TASK DESCRIPTION:
Find the line in the entries below that contains "Target: park background". Repeat it exactly, and every line after it through the line that contains "column 4, row 12".

THE RECORDS:
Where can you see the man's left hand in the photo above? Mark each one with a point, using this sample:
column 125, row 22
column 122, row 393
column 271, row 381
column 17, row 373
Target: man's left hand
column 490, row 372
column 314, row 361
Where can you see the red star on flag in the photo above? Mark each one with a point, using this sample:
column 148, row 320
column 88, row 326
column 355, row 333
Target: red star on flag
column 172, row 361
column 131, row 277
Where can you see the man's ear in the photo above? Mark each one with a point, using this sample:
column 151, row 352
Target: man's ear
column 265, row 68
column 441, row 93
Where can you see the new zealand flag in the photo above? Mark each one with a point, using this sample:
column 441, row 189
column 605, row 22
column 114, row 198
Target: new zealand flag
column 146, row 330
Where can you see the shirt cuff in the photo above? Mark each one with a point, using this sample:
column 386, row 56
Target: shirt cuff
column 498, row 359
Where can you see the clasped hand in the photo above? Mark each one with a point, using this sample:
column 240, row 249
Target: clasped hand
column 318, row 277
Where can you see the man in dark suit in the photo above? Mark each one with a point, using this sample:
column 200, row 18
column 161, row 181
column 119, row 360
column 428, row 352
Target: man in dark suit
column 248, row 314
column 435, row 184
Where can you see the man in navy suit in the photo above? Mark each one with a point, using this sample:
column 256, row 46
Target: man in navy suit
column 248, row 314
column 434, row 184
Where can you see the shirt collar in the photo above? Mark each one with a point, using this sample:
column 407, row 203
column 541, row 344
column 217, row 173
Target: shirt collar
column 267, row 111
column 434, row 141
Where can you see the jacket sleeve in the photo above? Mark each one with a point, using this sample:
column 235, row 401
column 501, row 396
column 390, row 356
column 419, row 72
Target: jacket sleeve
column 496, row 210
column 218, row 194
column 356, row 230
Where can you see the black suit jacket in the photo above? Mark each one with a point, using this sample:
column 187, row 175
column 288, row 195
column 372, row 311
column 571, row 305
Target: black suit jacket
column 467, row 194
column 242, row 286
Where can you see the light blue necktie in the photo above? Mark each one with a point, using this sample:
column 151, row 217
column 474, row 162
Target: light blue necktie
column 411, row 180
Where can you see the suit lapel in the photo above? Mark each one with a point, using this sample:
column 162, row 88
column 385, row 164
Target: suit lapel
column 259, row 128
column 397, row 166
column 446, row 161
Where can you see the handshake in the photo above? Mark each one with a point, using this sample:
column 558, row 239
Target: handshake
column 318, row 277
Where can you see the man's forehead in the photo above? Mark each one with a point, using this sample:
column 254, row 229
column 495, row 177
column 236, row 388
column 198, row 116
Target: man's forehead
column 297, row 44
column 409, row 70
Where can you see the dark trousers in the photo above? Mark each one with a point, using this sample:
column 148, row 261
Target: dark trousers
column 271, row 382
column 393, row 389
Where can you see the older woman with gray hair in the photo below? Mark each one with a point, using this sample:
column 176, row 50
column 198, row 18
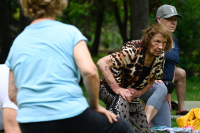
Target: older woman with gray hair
column 131, row 72
column 46, row 61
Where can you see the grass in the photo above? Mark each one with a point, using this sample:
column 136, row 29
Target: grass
column 192, row 90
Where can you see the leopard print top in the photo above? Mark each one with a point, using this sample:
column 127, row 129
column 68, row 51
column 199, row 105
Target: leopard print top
column 128, row 63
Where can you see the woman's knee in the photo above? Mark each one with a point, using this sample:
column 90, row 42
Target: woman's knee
column 161, row 89
column 180, row 73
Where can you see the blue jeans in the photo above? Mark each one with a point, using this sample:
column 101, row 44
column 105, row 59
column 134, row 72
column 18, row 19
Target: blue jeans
column 155, row 97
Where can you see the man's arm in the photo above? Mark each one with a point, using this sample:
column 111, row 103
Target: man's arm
column 12, row 88
column 9, row 121
column 91, row 78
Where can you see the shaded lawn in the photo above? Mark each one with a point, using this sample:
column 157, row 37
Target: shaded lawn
column 192, row 91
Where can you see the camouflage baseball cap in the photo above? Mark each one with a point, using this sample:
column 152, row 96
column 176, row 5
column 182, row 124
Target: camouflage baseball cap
column 167, row 11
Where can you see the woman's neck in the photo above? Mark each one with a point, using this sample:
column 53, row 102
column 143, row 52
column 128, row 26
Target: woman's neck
column 42, row 19
column 149, row 58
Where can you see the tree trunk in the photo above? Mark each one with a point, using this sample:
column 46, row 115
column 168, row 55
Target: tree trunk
column 5, row 42
column 95, row 46
column 139, row 17
column 24, row 21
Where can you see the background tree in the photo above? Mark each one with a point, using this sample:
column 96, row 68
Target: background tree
column 4, row 31
column 139, row 17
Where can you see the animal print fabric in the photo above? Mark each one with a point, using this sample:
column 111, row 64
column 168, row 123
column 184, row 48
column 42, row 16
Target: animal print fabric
column 128, row 63
column 133, row 113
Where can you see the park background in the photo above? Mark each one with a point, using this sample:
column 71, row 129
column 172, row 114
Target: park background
column 109, row 23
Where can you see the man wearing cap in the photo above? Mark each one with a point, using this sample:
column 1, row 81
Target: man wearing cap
column 167, row 15
column 160, row 114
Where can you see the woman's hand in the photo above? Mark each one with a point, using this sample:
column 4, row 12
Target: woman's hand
column 158, row 81
column 134, row 93
column 125, row 93
column 168, row 98
column 111, row 117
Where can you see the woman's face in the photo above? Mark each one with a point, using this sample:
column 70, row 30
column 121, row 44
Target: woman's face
column 170, row 23
column 157, row 45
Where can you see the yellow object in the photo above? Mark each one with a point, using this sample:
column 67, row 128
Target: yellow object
column 192, row 118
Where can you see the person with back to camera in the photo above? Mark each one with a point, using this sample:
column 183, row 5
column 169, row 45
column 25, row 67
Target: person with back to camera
column 8, row 110
column 46, row 60
column 167, row 16
column 130, row 72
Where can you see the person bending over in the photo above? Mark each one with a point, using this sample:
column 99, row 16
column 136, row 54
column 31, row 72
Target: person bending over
column 130, row 72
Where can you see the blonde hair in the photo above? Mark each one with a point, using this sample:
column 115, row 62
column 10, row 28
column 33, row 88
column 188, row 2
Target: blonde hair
column 35, row 9
column 150, row 32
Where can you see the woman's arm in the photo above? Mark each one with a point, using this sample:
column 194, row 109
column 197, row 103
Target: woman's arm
column 90, row 78
column 104, row 64
column 9, row 121
column 12, row 88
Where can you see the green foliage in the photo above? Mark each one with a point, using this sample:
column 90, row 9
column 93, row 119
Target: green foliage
column 187, row 35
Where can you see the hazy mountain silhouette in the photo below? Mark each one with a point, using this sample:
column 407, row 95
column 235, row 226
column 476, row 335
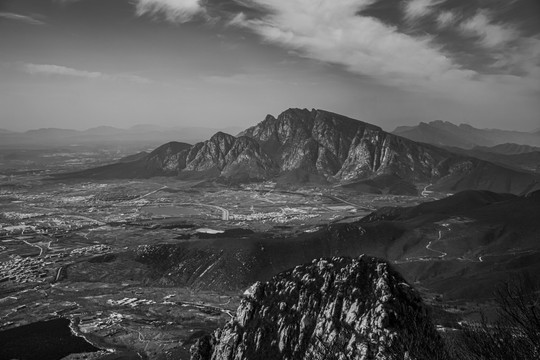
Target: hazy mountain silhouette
column 444, row 133
column 318, row 146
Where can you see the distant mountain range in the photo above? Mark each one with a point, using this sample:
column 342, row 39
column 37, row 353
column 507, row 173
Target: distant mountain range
column 321, row 147
column 145, row 134
column 444, row 133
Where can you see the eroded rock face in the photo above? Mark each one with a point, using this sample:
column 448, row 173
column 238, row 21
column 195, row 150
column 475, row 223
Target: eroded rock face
column 318, row 146
column 334, row 308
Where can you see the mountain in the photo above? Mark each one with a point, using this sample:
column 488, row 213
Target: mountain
column 508, row 149
column 460, row 246
column 322, row 147
column 339, row 308
column 444, row 133
column 518, row 157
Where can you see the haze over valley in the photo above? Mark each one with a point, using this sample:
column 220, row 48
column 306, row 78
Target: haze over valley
column 219, row 180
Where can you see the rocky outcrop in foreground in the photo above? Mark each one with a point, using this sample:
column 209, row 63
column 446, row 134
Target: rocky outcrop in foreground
column 334, row 308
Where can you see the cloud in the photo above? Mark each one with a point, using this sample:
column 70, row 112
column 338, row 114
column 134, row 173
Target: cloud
column 173, row 10
column 333, row 32
column 445, row 19
column 45, row 69
column 415, row 9
column 22, row 18
column 490, row 34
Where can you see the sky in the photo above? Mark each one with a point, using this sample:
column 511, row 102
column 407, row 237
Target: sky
column 219, row 63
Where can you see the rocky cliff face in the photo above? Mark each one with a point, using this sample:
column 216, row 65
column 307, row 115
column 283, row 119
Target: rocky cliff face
column 334, row 308
column 229, row 157
column 302, row 145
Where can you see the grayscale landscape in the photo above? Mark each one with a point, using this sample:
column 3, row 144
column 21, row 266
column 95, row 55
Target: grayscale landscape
column 204, row 180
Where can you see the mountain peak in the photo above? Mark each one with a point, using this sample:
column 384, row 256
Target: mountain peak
column 351, row 307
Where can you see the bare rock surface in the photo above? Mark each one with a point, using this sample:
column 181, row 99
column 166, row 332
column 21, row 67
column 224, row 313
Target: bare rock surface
column 333, row 308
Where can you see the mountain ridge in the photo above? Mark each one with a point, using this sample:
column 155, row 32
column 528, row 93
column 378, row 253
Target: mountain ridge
column 444, row 133
column 302, row 145
column 338, row 307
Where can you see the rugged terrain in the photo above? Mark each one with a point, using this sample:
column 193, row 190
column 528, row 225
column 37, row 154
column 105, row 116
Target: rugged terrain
column 339, row 308
column 302, row 146
column 476, row 235
column 444, row 133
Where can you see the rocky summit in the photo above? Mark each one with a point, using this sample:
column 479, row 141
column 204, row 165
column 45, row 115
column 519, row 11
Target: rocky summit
column 318, row 146
column 333, row 308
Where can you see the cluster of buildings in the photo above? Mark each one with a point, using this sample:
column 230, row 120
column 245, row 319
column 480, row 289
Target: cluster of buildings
column 23, row 270
column 90, row 250
column 133, row 302
column 282, row 217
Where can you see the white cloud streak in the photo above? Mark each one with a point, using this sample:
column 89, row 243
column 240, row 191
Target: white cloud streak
column 446, row 19
column 180, row 11
column 490, row 34
column 415, row 9
column 46, row 69
column 22, row 18
column 333, row 32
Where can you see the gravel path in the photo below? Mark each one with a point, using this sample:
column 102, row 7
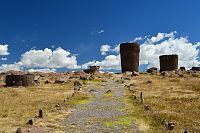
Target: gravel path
column 102, row 109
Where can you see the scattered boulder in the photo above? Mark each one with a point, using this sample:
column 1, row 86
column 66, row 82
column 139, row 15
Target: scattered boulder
column 108, row 91
column 60, row 81
column 170, row 125
column 134, row 73
column 57, row 105
column 195, row 75
column 83, row 77
column 48, row 82
column 147, row 107
column 182, row 69
column 152, row 70
column 40, row 113
column 149, row 82
column 195, row 68
column 30, row 121
column 91, row 78
column 77, row 83
column 128, row 73
column 125, row 78
column 19, row 130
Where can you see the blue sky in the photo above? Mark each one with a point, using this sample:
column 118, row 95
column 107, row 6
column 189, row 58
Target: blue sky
column 83, row 26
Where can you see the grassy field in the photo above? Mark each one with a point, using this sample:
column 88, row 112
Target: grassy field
column 19, row 104
column 171, row 99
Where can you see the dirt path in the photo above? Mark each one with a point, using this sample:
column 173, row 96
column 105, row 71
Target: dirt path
column 103, row 113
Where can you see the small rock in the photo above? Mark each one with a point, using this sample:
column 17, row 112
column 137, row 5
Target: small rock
column 147, row 107
column 60, row 81
column 57, row 105
column 48, row 82
column 182, row 68
column 77, row 88
column 77, row 83
column 92, row 90
column 149, row 82
column 40, row 113
column 152, row 70
column 108, row 91
column 6, row 115
column 170, row 125
column 134, row 73
column 83, row 77
column 30, row 122
column 19, row 130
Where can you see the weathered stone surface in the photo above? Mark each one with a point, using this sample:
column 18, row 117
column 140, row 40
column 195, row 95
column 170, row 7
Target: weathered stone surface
column 30, row 121
column 134, row 73
column 19, row 130
column 195, row 68
column 129, row 56
column 182, row 69
column 40, row 113
column 170, row 125
column 168, row 62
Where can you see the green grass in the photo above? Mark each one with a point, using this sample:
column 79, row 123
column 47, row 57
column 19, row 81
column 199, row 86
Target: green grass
column 125, row 121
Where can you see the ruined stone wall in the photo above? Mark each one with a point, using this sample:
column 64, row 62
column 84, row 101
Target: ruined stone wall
column 19, row 80
column 168, row 62
column 129, row 56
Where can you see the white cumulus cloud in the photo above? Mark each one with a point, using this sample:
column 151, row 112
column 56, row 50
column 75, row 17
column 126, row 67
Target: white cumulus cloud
column 4, row 49
column 47, row 58
column 9, row 67
column 150, row 50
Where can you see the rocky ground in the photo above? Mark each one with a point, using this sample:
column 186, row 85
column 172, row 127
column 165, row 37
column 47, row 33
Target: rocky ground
column 104, row 108
column 104, row 103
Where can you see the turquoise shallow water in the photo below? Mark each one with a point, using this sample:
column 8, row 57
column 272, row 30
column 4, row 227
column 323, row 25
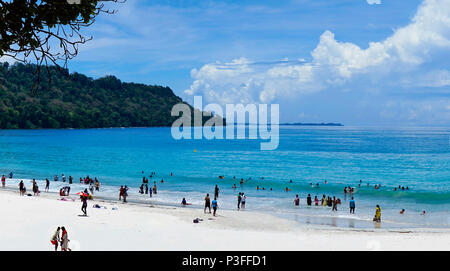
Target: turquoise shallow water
column 415, row 157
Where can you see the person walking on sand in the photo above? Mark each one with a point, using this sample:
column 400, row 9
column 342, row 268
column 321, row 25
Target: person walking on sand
column 125, row 194
column 216, row 191
column 334, row 202
column 377, row 217
column 64, row 240
column 120, row 192
column 215, row 205
column 207, row 203
column 352, row 206
column 244, row 197
column 84, row 205
column 296, row 200
column 21, row 188
column 56, row 239
column 239, row 200
column 308, row 200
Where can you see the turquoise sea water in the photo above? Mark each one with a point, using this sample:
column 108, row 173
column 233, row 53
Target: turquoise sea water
column 415, row 157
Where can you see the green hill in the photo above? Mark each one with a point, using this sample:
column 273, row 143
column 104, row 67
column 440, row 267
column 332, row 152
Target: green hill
column 77, row 101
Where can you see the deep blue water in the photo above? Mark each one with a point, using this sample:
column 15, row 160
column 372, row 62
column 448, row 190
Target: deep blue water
column 415, row 157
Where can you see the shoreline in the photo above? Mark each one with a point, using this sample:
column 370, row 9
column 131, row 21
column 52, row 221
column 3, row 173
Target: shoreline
column 197, row 209
column 136, row 226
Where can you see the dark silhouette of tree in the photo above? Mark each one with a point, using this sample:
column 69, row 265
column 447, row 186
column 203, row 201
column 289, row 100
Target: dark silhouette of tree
column 46, row 31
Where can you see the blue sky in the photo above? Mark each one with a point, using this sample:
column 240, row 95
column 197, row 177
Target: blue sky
column 374, row 62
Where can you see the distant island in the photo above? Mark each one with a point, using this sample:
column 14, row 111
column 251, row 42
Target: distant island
column 64, row 100
column 312, row 124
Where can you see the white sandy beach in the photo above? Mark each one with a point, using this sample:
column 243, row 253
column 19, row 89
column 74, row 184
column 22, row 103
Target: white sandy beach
column 28, row 223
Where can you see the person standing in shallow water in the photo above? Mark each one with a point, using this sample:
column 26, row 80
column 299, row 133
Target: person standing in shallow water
column 308, row 200
column 216, row 191
column 64, row 240
column 84, row 205
column 56, row 239
column 244, row 198
column 239, row 200
column 377, row 217
column 215, row 205
column 352, row 206
column 207, row 203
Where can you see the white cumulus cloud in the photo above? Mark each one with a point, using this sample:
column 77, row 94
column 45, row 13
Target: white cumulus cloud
column 372, row 2
column 334, row 64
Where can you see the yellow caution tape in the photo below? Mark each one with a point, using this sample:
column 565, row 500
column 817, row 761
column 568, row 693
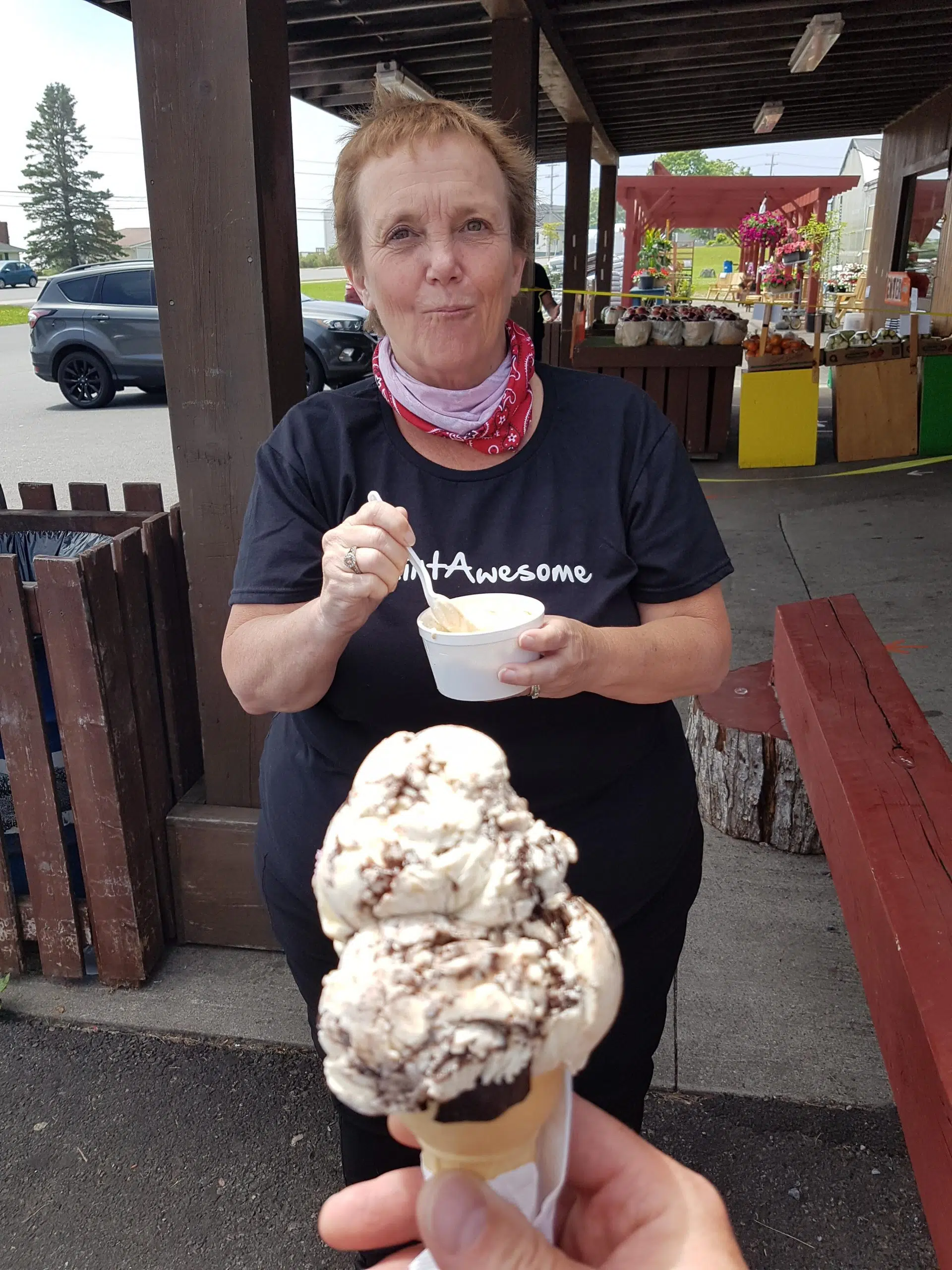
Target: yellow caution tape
column 855, row 472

RESPONSE:
Target: park background
column 109, row 23
Where can you see the man wearing cap in the photo above? Mark each one with a point, using this sample:
column 1, row 81
Target: man wearing cap
column 167, row 15
column 160, row 114
Where can you see the woman's hand in the photo above? Mark each one with a point, using this sample:
column 4, row 12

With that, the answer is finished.